### A block of data
** Begin **
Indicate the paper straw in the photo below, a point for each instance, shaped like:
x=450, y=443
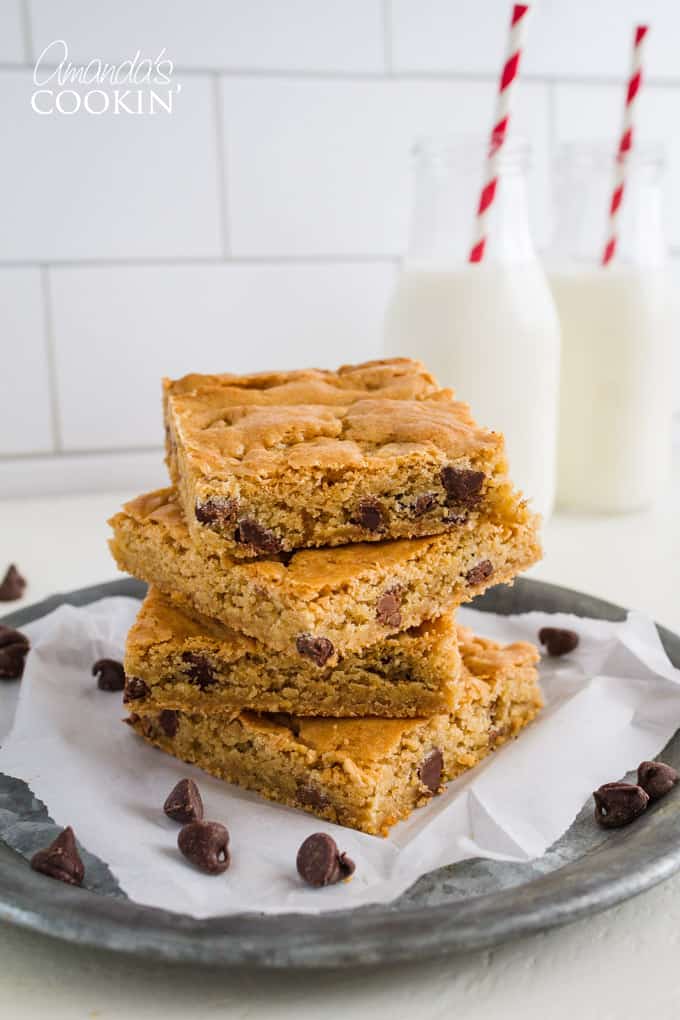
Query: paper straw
x=625, y=143
x=509, y=77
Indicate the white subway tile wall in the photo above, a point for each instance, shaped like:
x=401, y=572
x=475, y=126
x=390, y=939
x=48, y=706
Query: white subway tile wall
x=12, y=43
x=566, y=39
x=316, y=167
x=118, y=329
x=259, y=223
x=25, y=409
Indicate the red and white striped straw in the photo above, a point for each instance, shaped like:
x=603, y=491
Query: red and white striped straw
x=625, y=143
x=509, y=77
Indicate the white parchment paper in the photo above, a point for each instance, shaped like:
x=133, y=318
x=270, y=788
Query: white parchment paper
x=613, y=703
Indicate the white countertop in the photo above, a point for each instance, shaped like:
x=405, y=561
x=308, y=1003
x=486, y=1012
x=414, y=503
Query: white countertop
x=620, y=964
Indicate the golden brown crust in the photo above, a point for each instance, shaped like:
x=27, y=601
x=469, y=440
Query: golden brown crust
x=366, y=773
x=195, y=664
x=352, y=596
x=303, y=459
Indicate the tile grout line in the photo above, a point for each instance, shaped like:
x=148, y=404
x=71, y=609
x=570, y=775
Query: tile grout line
x=13, y=458
x=222, y=183
x=134, y=262
x=50, y=353
x=404, y=73
x=264, y=261
x=27, y=31
x=387, y=40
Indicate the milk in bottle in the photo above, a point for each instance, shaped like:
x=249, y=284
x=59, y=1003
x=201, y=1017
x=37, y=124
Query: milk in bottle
x=618, y=328
x=488, y=329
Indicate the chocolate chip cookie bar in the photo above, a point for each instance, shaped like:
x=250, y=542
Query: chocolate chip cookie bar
x=321, y=603
x=279, y=461
x=177, y=660
x=365, y=773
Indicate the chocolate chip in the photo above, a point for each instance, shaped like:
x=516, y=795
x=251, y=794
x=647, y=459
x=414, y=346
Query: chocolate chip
x=251, y=532
x=657, y=778
x=479, y=572
x=558, y=641
x=168, y=722
x=60, y=860
x=462, y=485
x=217, y=510
x=206, y=846
x=423, y=504
x=200, y=672
x=370, y=515
x=454, y=518
x=497, y=733
x=310, y=797
x=320, y=864
x=184, y=803
x=387, y=611
x=110, y=674
x=12, y=584
x=135, y=690
x=13, y=650
x=618, y=804
x=319, y=650
x=430, y=770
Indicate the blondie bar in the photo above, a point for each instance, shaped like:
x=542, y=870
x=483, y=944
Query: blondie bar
x=365, y=773
x=177, y=660
x=278, y=461
x=322, y=603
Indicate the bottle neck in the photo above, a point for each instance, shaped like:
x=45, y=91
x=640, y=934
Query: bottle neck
x=584, y=184
x=448, y=183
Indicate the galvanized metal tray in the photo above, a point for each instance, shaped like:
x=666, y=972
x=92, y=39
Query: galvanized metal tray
x=471, y=905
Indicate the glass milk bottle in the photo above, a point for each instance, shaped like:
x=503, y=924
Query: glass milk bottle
x=488, y=329
x=617, y=333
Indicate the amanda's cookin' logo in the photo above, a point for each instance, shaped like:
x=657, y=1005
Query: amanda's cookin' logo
x=141, y=86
** End **
### Problem requirements
Output every line of the rows above as a JSON list of strings, one string per line, with blank lines and the pictures left out.

### Completed exercise
[
  "Indicate the paper straw in the photo below, a point for each instance, shaped like:",
  "x=450, y=443",
  "Query: paper straw",
  "x=625, y=143",
  "x=509, y=77",
  "Indicate the white subway tile wall in the photo above, a point for each instance, shaped like:",
  "x=401, y=572",
  "x=475, y=126",
  "x=390, y=939",
  "x=48, y=706",
  "Query: white subway tile wall",
  "x=12, y=43",
  "x=566, y=39",
  "x=316, y=167",
  "x=118, y=329",
  "x=259, y=223",
  "x=25, y=409",
  "Indicate the red and white striped straw in the photo above, a point for each instance, shaped like:",
  "x=603, y=491",
  "Query: red and white striped straw",
  "x=625, y=143",
  "x=509, y=77",
  "Indicate the white parchment paper in the photo above, a point for each instance, shaped like:",
  "x=133, y=318",
  "x=270, y=788",
  "Query: white parchment paper",
  "x=613, y=703",
  "Indicate the white countertop in the photo above, a point for each instance, shaped like:",
  "x=405, y=561",
  "x=308, y=1003",
  "x=486, y=1012",
  "x=414, y=503",
  "Query: white countertop",
  "x=620, y=964",
  "Indicate the golden brown crust in the photo above, a point for each instance, shaped like:",
  "x=27, y=601",
  "x=469, y=440",
  "Query: golden brown crust",
  "x=366, y=773",
  "x=195, y=664",
  "x=352, y=596",
  "x=303, y=459",
  "Indicate the tile grout line in the photo above, a point for each instance, shaped like:",
  "x=148, y=404",
  "x=71, y=609",
  "x=570, y=775",
  "Query: tile grout line",
  "x=13, y=458",
  "x=222, y=183",
  "x=134, y=262",
  "x=50, y=353",
  "x=404, y=73",
  "x=264, y=261",
  "x=27, y=31",
  "x=387, y=40",
  "Indicate the milk in bottle in the photo above, a point for each instance, shaped like:",
  "x=249, y=284",
  "x=59, y=1003",
  "x=201, y=1017",
  "x=37, y=124",
  "Query: milk in bottle",
  "x=618, y=328",
  "x=488, y=329",
  "Indicate the chocolate chip cookie bar in the photo above, a point for each instance, shaped like:",
  "x=250, y=542",
  "Query: chocolate chip cookie bar",
  "x=321, y=603",
  "x=279, y=461",
  "x=177, y=660",
  "x=365, y=773",
  "Indicate the chocolate chip in the photo above, a point for each instance, shaped like:",
  "x=516, y=795",
  "x=251, y=794",
  "x=647, y=459",
  "x=414, y=346",
  "Query: chocolate chip",
  "x=251, y=532",
  "x=657, y=778",
  "x=479, y=572",
  "x=558, y=641",
  "x=168, y=722",
  "x=60, y=860",
  "x=462, y=485",
  "x=217, y=510",
  "x=206, y=846",
  "x=423, y=504",
  "x=200, y=672",
  "x=370, y=515",
  "x=454, y=518",
  "x=497, y=733",
  "x=310, y=797",
  "x=320, y=864",
  "x=184, y=803",
  "x=387, y=611",
  "x=110, y=674",
  "x=12, y=584",
  "x=135, y=690",
  "x=13, y=650",
  "x=618, y=804",
  "x=319, y=650",
  "x=430, y=770",
  "Indicate the blondie bar in the photo above, a point for each instance, shaped like:",
  "x=542, y=870",
  "x=483, y=944",
  "Query: blondie bar",
  "x=365, y=773",
  "x=177, y=660",
  "x=278, y=461",
  "x=322, y=603",
  "Indicate the bottle neck in the photo above, a point for each instance, shaped like:",
  "x=45, y=91",
  "x=640, y=934",
  "Query: bottle neck",
  "x=584, y=184",
  "x=448, y=183",
  "Indicate the galvanized metal tray in the photo above, a point for each instance, shaped like:",
  "x=666, y=972",
  "x=92, y=39",
  "Query: galvanized metal tray",
  "x=471, y=905",
  "Indicate the glass milk bottle in the photo above, a point for each instance, shaped like:",
  "x=503, y=924",
  "Query: glass milk bottle",
  "x=488, y=329",
  "x=617, y=333",
  "Indicate the amanda's cookin' logo in the photo above, a point for each instance, shaped like:",
  "x=657, y=1005",
  "Query: amanda's cookin' logo",
  "x=141, y=86"
]